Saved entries
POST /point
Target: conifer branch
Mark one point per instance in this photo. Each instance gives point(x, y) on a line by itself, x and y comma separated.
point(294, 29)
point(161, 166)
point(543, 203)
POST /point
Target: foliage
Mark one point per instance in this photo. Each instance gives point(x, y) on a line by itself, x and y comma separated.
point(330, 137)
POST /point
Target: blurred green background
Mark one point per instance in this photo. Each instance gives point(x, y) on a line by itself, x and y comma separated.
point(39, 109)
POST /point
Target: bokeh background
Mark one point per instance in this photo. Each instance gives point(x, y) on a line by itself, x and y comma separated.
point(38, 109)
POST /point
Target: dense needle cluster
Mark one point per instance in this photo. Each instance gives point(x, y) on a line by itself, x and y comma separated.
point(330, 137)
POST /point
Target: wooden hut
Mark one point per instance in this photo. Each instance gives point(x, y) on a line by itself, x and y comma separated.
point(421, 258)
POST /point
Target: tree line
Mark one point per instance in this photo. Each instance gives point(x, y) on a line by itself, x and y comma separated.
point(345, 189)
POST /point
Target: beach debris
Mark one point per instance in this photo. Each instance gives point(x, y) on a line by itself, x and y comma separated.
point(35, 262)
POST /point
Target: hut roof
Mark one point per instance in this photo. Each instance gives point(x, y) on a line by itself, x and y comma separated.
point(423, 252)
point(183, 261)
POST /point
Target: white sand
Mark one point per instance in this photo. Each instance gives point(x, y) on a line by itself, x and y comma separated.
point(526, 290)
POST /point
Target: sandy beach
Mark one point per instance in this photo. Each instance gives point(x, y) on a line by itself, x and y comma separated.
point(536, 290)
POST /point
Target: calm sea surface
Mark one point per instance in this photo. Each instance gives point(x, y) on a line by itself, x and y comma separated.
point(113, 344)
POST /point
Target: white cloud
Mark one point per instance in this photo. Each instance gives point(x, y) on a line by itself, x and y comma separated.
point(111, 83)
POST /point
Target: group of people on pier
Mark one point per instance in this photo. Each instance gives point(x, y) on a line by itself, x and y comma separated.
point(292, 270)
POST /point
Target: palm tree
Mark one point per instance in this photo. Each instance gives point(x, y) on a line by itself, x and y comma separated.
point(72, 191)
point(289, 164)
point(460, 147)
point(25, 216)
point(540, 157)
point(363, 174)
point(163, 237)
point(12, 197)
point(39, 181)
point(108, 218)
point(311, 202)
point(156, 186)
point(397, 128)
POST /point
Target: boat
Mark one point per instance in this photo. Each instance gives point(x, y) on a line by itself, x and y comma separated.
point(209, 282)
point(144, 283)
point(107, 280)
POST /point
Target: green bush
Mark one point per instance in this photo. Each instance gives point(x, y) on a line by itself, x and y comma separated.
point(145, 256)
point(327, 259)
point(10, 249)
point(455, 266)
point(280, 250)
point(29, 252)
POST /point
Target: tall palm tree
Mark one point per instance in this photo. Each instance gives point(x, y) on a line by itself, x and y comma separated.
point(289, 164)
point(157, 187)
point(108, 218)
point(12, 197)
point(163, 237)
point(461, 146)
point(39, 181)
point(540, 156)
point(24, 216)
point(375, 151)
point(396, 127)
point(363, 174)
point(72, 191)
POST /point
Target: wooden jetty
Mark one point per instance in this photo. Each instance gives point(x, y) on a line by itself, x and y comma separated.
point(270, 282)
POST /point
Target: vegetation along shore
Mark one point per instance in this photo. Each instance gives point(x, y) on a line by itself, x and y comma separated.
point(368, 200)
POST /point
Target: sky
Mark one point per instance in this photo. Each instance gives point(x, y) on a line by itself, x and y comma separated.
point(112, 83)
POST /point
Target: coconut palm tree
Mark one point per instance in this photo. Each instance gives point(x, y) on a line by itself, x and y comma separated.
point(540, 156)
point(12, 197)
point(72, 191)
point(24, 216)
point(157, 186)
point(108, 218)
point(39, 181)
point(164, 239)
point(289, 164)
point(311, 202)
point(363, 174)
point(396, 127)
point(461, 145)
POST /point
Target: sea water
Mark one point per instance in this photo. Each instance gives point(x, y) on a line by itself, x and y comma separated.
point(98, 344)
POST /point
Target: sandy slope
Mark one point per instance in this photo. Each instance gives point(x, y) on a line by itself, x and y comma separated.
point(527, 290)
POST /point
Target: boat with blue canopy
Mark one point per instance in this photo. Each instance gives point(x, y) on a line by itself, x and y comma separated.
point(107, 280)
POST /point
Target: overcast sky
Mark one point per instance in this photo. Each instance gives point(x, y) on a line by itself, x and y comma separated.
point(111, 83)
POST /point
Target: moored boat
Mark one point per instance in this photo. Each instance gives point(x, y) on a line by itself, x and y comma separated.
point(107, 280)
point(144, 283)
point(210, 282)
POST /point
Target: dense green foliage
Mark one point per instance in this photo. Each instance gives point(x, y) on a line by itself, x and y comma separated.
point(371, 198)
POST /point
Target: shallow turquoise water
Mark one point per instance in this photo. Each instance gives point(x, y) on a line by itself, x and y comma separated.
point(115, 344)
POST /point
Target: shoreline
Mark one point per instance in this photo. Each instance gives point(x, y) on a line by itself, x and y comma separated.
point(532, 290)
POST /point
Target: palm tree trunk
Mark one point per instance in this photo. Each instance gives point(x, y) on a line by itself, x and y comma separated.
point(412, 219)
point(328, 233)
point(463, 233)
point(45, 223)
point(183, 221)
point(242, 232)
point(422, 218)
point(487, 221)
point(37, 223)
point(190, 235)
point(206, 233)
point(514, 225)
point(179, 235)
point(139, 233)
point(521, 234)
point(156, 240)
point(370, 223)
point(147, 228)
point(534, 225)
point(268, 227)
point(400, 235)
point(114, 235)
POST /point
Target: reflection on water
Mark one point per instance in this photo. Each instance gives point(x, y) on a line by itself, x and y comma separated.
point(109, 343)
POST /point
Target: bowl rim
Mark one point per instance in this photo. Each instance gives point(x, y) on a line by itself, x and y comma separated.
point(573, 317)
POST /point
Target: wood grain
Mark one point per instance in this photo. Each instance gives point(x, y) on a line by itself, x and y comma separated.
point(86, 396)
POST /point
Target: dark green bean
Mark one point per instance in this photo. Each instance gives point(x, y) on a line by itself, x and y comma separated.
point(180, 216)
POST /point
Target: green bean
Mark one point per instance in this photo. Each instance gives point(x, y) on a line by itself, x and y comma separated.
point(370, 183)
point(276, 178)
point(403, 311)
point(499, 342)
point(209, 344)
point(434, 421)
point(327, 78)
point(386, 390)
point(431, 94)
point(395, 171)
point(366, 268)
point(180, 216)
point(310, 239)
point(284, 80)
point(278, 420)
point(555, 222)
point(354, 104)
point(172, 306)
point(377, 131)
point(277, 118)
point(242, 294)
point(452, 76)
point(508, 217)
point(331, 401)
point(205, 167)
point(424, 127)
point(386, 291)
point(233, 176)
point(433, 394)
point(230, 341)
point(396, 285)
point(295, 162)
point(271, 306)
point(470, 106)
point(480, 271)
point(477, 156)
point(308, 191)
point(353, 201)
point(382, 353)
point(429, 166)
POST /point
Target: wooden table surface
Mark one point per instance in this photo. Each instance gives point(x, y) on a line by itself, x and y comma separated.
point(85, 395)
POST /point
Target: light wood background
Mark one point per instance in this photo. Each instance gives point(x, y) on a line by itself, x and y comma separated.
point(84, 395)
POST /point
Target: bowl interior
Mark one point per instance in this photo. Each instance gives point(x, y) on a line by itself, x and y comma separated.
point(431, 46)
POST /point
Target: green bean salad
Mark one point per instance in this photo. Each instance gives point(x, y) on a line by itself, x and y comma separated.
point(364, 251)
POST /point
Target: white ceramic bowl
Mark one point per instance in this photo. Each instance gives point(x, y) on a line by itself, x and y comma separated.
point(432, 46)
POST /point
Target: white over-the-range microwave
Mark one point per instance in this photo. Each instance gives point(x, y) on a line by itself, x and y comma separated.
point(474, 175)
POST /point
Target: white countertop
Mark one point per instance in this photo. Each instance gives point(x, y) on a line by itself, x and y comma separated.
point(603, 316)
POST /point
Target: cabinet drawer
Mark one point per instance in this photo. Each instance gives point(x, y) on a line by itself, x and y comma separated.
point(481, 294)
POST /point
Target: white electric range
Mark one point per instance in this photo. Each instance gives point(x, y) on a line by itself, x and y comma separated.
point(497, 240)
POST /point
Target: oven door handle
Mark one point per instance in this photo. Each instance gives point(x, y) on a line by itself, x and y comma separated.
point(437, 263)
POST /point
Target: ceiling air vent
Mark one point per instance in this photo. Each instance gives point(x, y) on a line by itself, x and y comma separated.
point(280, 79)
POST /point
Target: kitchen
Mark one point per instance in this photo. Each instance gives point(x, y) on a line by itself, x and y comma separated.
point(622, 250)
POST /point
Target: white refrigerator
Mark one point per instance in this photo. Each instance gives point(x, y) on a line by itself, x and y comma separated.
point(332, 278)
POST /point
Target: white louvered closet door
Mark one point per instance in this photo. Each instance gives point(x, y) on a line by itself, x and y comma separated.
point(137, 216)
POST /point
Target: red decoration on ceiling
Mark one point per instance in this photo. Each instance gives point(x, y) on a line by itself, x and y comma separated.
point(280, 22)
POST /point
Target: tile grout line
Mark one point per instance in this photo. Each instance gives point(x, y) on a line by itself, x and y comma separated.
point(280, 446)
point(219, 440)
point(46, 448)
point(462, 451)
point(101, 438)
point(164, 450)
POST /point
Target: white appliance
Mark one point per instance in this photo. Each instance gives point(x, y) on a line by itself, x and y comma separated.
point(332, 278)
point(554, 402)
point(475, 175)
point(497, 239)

WHAT TO PRODUCE: Using only the data above, copy out the lines that include the word "door".

ANSWER FOR THE TASK:
Target: oven door handle
Target: white louvered closet door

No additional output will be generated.